### BRANO SCELTO

○ ○ ○ ○ ○ ○ ○

E’ indubbio che parlare di diritti dell’uomo ˗ o di diritti umani, o di diritti della persona ˗ non significhi parlare di attributi dell’individuo astrattamente intesi, una sorta di verità che lo riguardino in ogni tempo e in ogni luogo, pur se effettivamente nella storia sono stati anche così intesi, tanto da una tradizione giusnaturalistica quanto nella loro versione razionalistica e illuministica.
Tutti siamo invece consapevoli che il diritto, essendo cosa tutta e solo umana, è storia, e relatività dei propri valori, e proprio qui si annida la radice della possibile loro ambiguità: d’altra parte, il diritto, per definizione, non significa arbitrarietà o tirannia del volere, ma ragionevolezza delle sue parole e della grammatica da esso elaborata, tale appunto da permettere una comunicazione tra governati e governanti, un sentire comune che “faccia giusto” ovvero giustifichi, o più esattamente legittimi, tanto l’autorità quanto l’obbedienza. In questa ragionevolezza sta il suo essere precisamente un bene comune: comune infatti a tutti gli uomini è la parola e la ragione, significati che del resto confluiscono significativamente nel lógos, matrice ellenica del nostro pensiero occidentale, sulla quale si innesta appunto quel meccanismo di autodisciplinamento sociale tipicamente romano, il diritto, appunto. La nostra civiltà infatti, secondo la nota affermazione di Theodor Heuss, poggia su tre colli: il Partenone, il Campidoglio, e il Golgota, e l’interazione o osmosi di questi tre mondi ha innestato la sua spinta propulsiva nella storia.

○ ○ ○ ○ ○ ○ ○

### BREVE ESERCIZIO 1
Trascrivi di nuovo i record dalla riga che contiene "Would you be able to indicate the wooden" fino alla fine dei record, richieste comprese, spostando ogni coordinata delle risposte di 13, cioè sommando 13 sia a x sia a y.
Il brano e i record non hanno alcun legame tra loro.

Dati di origine:
○ ○ ○ ○ ○ ○ ○

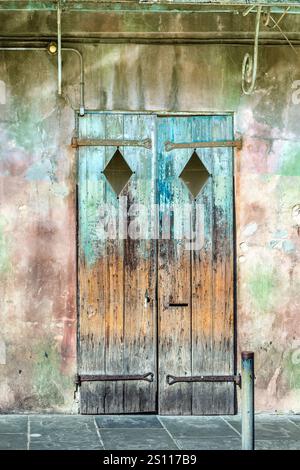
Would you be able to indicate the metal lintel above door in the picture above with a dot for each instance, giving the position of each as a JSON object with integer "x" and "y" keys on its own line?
{"x": 145, "y": 143}
{"x": 169, "y": 146}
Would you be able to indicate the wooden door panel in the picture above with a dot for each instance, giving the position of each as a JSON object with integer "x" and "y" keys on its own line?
{"x": 117, "y": 329}
{"x": 197, "y": 339}
{"x": 140, "y": 298}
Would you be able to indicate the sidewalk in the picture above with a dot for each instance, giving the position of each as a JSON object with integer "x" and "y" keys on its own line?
{"x": 66, "y": 432}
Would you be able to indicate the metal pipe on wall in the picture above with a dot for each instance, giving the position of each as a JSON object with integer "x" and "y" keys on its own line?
{"x": 247, "y": 400}
{"x": 59, "y": 63}
{"x": 69, "y": 49}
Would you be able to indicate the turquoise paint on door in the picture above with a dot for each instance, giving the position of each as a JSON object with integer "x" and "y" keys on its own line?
{"x": 155, "y": 301}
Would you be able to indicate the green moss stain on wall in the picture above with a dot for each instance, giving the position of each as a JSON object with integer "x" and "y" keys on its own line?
{"x": 49, "y": 382}
{"x": 290, "y": 161}
{"x": 291, "y": 369}
{"x": 263, "y": 283}
{"x": 5, "y": 263}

○ ○ ○ ○ ○ ○ ○

### BREVE ESERCIZIO 2
Prosegui il brano sui diritti dell'uomo e sul diritto a partire dal punto in cui si ferma.

### RISULTATO ESERCIZIO 1
Would you be able to indicate the wooden door panel in the picture above with a dot for each instance, giving the position of each as a JSON object with integer "x" and "y" keys on its own line?
{"x": 130, "y": 342}
{"x": 210, "y": 352}
{"x": 153, "y": 311}
Would you be able to indicate the sidewalk in the picture above with a dot for each instance, giving the position of each as a JSON object with integer "x" and "y" keys on its own line?
{"x": 79, "y": 445}
Would you be able to indicate the metal pipe on wall in the picture above with a dot for each instance, giving the position of each as a JSON object with integer "x" and "y" keys on its own line?
{"x": 260, "y": 413}
{"x": 72, "y": 76}
{"x": 82, "y": 62}
Would you be able to indicate the turquoise paint on door in the picture above with a dot for each instance, giving the position of each as a JSON object with integer "x" and "y" keys on its own line?
{"x": 168, "y": 314}
Would you be able to indicate the green moss stain on wall in the picture above with a dot for each instance, giving the position of each as a JSON object with integer "x" and "y" keys on its own line?
{"x": 62, "y": 395}
{"x": 303, "y": 174}
{"x": 304, "y": 382}
{"x": 276, "y": 296}
{"x": 18, "y": 276}

### RISULTATO ESERCIZIO 2
Così, proprio perché ancora greci, pensiamo alla ragione e alla parola, cioè al potere comunicare tra di noi, come a un bene irrinunciabile. Come osserva Platone nel Sofista, la parola, e quindi anche la parola della legge, può essere eikòn o immagine vera della realtà, oppure phantásma, immagine deformata di essa, e il legislatore ne deve essere sommamente consapevole, proprio perché lavora sulle parole. I logici medievali chiamarono appunto ratio,o lógos, il retto rapporto tra la res significata e il verbum significante. La possibilità della parola di dire la realtà, e di comunicare tra gli esseri dotati di essa, appare così condicio per quam del diritto come linguaggio o grammatica sociale. Il suo contrario è la parola che non è comprensibile se non da chi la pronuncia, il delirio di chi comprende solo se stesso, cioè, etimologicamente, l’idiozia: il che diventa atroce se a pronunciarla è il principe, perché la forza diverrebbe misura di se stessa, come purtroppo la storia dimostra ampiamente, e non ha ancora finito di dimostrare. Alcuni esempi: che cosa vuol dire nascere o morire, matrimonio o patrimonio, figlio o sposa, “atti di disposizione” o “coniugio”. In effetti, mi pare condivisibile l’affermazione per la quale, se si vuole accedere all’universo del senso, bisogna innanzi tutto deporre la pretesa di imporre il proprio senso al mondo, una psicosi o autoreferenzialità nascosta in tutti noi.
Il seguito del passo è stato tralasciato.